━━ MATERIAL ━━

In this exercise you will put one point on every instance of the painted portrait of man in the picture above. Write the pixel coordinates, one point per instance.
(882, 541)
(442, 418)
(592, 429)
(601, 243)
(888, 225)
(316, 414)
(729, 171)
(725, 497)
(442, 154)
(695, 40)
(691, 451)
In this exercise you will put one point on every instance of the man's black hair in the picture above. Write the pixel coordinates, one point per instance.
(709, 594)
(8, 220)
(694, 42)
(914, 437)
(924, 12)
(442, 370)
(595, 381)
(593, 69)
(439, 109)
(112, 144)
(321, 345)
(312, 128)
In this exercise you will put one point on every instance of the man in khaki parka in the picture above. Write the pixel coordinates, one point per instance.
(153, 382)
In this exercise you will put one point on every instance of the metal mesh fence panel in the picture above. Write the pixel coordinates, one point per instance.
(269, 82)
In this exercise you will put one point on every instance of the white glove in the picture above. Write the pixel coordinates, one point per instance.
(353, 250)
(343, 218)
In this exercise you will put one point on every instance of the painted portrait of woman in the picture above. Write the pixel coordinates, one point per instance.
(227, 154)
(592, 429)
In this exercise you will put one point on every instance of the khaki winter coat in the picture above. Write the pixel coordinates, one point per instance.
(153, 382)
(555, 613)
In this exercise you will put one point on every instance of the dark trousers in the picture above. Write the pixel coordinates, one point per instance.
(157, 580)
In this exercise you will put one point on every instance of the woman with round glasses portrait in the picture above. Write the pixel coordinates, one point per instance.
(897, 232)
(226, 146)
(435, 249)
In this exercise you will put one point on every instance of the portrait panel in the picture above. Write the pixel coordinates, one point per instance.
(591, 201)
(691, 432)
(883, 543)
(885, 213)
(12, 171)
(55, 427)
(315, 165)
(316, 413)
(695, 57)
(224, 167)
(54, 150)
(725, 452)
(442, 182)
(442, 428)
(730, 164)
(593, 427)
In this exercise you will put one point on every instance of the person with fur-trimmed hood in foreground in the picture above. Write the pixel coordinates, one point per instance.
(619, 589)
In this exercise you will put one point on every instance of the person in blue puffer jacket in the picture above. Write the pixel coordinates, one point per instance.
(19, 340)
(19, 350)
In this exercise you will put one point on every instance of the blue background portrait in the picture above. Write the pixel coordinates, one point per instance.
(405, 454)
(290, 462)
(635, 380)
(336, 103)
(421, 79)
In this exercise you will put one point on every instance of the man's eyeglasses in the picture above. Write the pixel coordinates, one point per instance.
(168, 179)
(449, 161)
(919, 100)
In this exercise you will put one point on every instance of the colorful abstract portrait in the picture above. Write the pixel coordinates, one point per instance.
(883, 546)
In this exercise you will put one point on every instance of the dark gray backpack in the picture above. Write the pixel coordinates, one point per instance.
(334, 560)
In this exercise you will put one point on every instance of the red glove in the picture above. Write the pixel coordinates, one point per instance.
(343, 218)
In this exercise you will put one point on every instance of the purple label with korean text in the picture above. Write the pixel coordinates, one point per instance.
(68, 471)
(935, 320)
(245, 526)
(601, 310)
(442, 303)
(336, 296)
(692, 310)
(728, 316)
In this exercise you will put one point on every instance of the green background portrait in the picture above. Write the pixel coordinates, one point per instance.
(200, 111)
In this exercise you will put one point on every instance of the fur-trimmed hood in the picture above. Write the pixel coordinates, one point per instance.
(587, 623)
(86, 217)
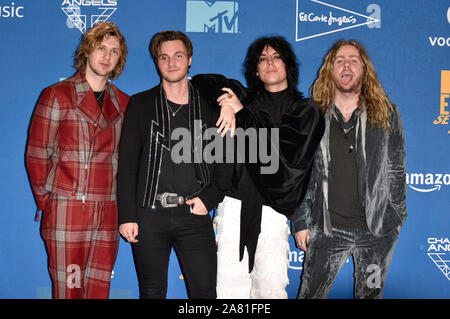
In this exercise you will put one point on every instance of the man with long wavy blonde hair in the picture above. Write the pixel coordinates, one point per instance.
(72, 159)
(356, 201)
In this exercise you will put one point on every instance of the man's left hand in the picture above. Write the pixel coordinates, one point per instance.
(197, 208)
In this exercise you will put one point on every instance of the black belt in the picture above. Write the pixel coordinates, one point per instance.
(170, 199)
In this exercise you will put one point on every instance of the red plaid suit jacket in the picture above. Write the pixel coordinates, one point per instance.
(72, 147)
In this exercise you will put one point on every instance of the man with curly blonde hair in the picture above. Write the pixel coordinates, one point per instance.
(72, 159)
(356, 201)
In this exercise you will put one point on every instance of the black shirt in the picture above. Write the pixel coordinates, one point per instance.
(178, 178)
(345, 208)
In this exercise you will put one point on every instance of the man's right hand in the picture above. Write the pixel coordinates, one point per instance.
(129, 231)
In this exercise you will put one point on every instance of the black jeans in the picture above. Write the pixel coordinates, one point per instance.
(326, 255)
(192, 237)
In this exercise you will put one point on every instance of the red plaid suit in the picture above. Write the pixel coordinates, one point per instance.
(72, 157)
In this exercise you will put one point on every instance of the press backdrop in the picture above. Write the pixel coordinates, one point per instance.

━━━

- [TASK PROMPT]: Copy every line of the listing above without changing anything, and leave the pictures out of your copy.

- [ANSWER TO THIS PROBLEM]:
In this exercise you will put one point on every instance of the painted portrait of man in the picture above. Write the pixel coordinates, one point per instance.
(882, 541)
(442, 418)
(592, 429)
(601, 243)
(888, 225)
(316, 414)
(729, 171)
(725, 497)
(442, 154)
(695, 40)
(691, 451)
In this exercise you will put one point on every instance of the man's black hair in the picture above. Write the pixel coordinates, one point per instance.
(709, 594)
(8, 220)
(694, 42)
(914, 437)
(924, 12)
(442, 370)
(595, 381)
(593, 69)
(439, 109)
(112, 144)
(321, 345)
(312, 128)
In this exercise you will put one point on every instance of the man in khaki parka in the picture above. Write the pixel coordinates, one point per instance.
(153, 382)
In this exercise you will put one point on every instance of the metal mesh fence panel in the picture above. Write the pixel coordinates, one point per instance.
(269, 82)
In this exercise you will put one point on every instance of the white glove in the picture above. Write the pixel coordinates, one point per instance.
(353, 250)
(343, 218)
In this exercise you will put one point on every instance of the painted portrait of woman in the picture above. Write the pixel coordinates, one point per instance.
(227, 154)
(592, 429)
In this exercise you will put one point on every instance of the khaki winter coat in the picture above. Write the pixel coordinates, one point per instance.
(153, 382)
(555, 613)
In this exercise you will put one point on every instance of the dark trousers in the picture above. Write the pixel coordinates, one point per instance.
(157, 580)
In this exercise you will put one point on every instance of the woman with round glasses portrait in the picture above. Write the pixel coordinates, one point per instance.
(897, 232)
(226, 146)
(435, 249)
In this exercise you will put one point on every instance of the portrait panel in the picture above. Write the pixel coordinates, one point per instance.
(591, 201)
(691, 432)
(883, 543)
(885, 213)
(12, 171)
(55, 427)
(315, 165)
(316, 413)
(695, 57)
(224, 167)
(54, 150)
(725, 452)
(442, 182)
(442, 428)
(730, 164)
(593, 427)
In this exercise you will put one point on every instance of the person with fur-trimmed hood in foreground in the picture above. Write the pixel coordinates, one point per instance.
(619, 589)
In this exercise you will put one point on every instance of the person in blue puffer jacket in the picture above. Write the pixel coordinates, one point per instance.
(19, 340)
(19, 350)
In this exercise you will put one point on every instance of the blue background portrait in the picture above. Write the pixel coordinates, one point per instance.
(405, 454)
(290, 462)
(635, 380)
(336, 103)
(421, 79)
In this exercise you will put one point on every instance of the man's eyeglasses in the picture above. Write the pixel coordinates, one point per instance.
(168, 179)
(449, 161)
(919, 100)
In this exercise you will put one point on every instance of the colorful abstract portrait in the picture above. Write the pixel coordinates, one point per instance.
(883, 546)
In this exercise you will put one point on every instance of the dark gray backpack in the picture above. Write the pixel coordinates, one point per instance.
(334, 560)
In this exercise you will put one point on every instance of the red glove in the picture above. Write the pixel coordinates, one point per instance.
(343, 218)
In this exercise you will put one point on every instance of the purple label with korean text in the picture above. Write the pixel coordinates, one point per instance.
(68, 471)
(935, 320)
(245, 526)
(601, 310)
(442, 303)
(336, 296)
(692, 310)
(728, 316)
In this exercise you will put one point on every instance of the green background portrait in the picture above. Write the pixel coordinates, one point per instance.
(200, 111)
In this exercise you will put one point on every instance of the fur-trimmed hood in the picture above. Write the pixel coordinates, one point per instance.
(587, 623)
(86, 217)
In this exercise you will put one point on every instance of the man with long wavy blonde hair in the picture above. Write the pixel coordinates, one point per instance.
(72, 159)
(356, 201)
In this exercise you will put one point on every instance of the man's left hand in the picture above. Write the pixel coordinates, one point per instance.
(197, 208)
In this exercise you will put one point on every instance of the black belt in the picture above. Write the pixel coordinates, one point per instance.
(170, 199)
In this exercise you will put one point on every instance of the red plaid suit jacket in the picture above. Write the pixel coordinates, one point per instance.
(72, 147)
In this exercise you will put one point on every instance of the man with curly blonde hair in the picture above. Write the pixel coordinates, one point per instance.
(72, 159)
(356, 201)
In this exercise you will put one point on every instance of the black shirt in the picture above. Write the pixel coordinates, one point per instance.
(178, 178)
(345, 208)
In this exercise you will put one point on every instance of the man's right hand in the picture above. Write the pixel coordinates, one point per instance.
(129, 231)
In this exercise you will put one point on every instance of the black jeans in the picture above. Write the pixel coordinates, one point per instance.
(326, 255)
(192, 237)
In this exercise you will put one point on every instance of the red plaid suit in the picture above. Write the pixel coordinates, one point per instance.
(72, 157)
In this exercise you will put one point on every instance of the press backdrop in the picture above. Write the pixel coordinates, one point per instance.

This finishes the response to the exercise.